Reading text:
-----

Investors are facing a serious problem.
Interest rates are stuck at just 2.5% and could be headed even lower, possibly as low as 2.25%.
As Bruce Jackson, General Manager of The Motley Fool Australia highlighted, "Yield-hungry investors have pushed valuations up to levels that don't leave a lot of room for error… meaning there's now a very real chance of capital loss."
So what are investors to do?
Settle for dismal term deposit returns? This method is actually making thousands of investors lose money as inflation rates creep higher and the tax man eats at their profits.
Or how about buy gold – that shiny metal that lies in a box and sits still and looks good? Sure, it could climb in value, but I'd much prefer to own a part of a growing business that could compound in value over the years.
And that's exactly what the smart investors are doing.
They're not keeping all their cash on the sidelines, or buying up stocks in the usual suspects. Instead, you can bet your bottom dollar they're topping up on other overlooked stocks – ones that offer significant yields as well as excellent growth potential.
Well I've uncovered four stocks that would make for ideal investments right now. Each of them are still trading at reasonable prices, boast strong growth potential and offer a solid dividend yield.

-----

Input for this task:
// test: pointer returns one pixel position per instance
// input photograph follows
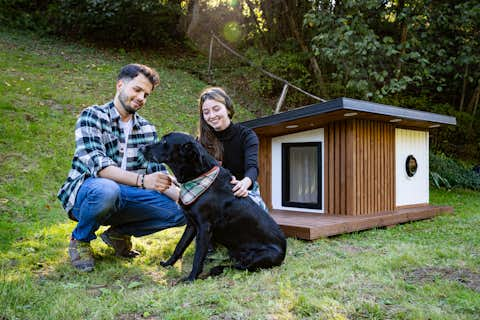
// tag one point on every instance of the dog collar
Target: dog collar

-----

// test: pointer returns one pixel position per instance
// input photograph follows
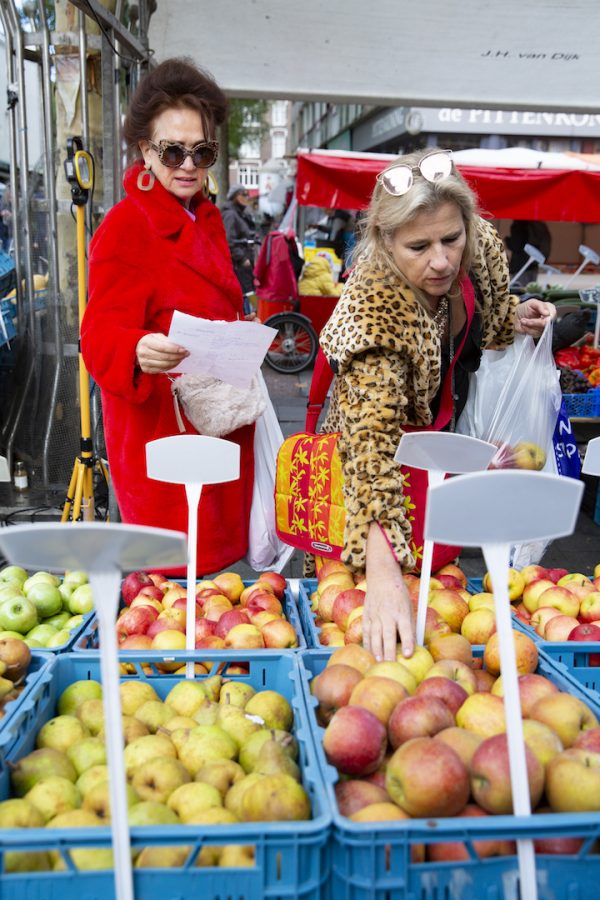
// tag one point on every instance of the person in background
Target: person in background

-----

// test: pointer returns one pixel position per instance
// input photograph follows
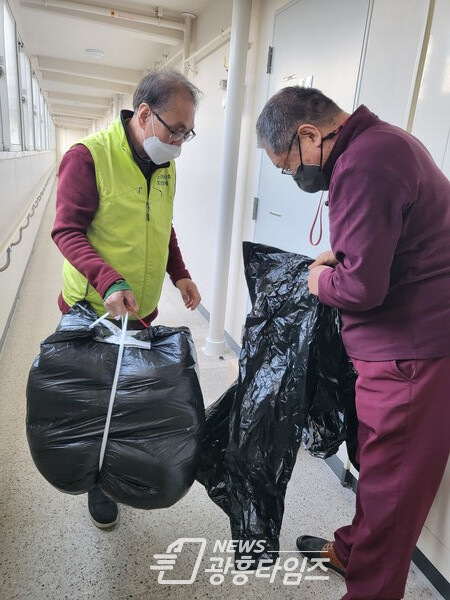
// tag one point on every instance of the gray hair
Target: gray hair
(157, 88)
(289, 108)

-----

To be done:
a: Pull out every line of the records that contains the word "hair".
b: Write the next part of the article about investing while interest rates are low, starting right after its last sentence.

Outputs in order:
a:
// tag one point on every instance of the gray hair
Target: gray hair

b:
Without further ado, here are the four companies I think you should take a look at now.
- M2 Group Ltd (ASX: MTU) is a great alternative to Telstra for exposure to Australia's booming telecommunications industry as well as a juicy dividend yield. The company has grown strongly thanks to a number of significant acquisitions, including that of Dodo and Primus, but will now turn its attention towards growing organically. Based on Morningstar's forecasts for FY15, the stock offers a delicious grossed up yield of 6.9%.
- Webjet Limited (ASX: WEB) has been on the wrong side of investors over the last 12 months, but all signs are suggesting the future should bode well for those who buy today. Various aspects of travel, including flights, hotel and car hire bookings, are increasingly being made online, and Webjet is in a prime position to benefit. The stock is trading on a projected P/E multiple of 14.5, while FY15 forecasts put it on a fully franked yield of 5.5%. Grossed up, that's a 7.8% yield.
- Insurance Australia Group Limited (ASX: IAG) is a blue-chip stock still offering a very healthy yield and decent growth opportunities. Armed with brands such as CGU and SGIO, Insurance Australia Group also recently acquired the underwriting business of Wesfarmers Ltd (ASX: WES), which should provide growth moving forward. FY15 forecasts put it on a remarkable grossed up yield of 8.9%.
- Nick Scali Limited (ASX: NCK) is a small-cap furniture retailer that has consistently grown revenues and net profit over the last decade, seemingly laying unaffected by the growing pressures of the online sector. As house sales continue to increase, so should its sales making Nick Scali a decent buy today. It is expected to distribute a fully franked 14 cents per share in FY15, giving it a forecast grossed up yield of 7.1%.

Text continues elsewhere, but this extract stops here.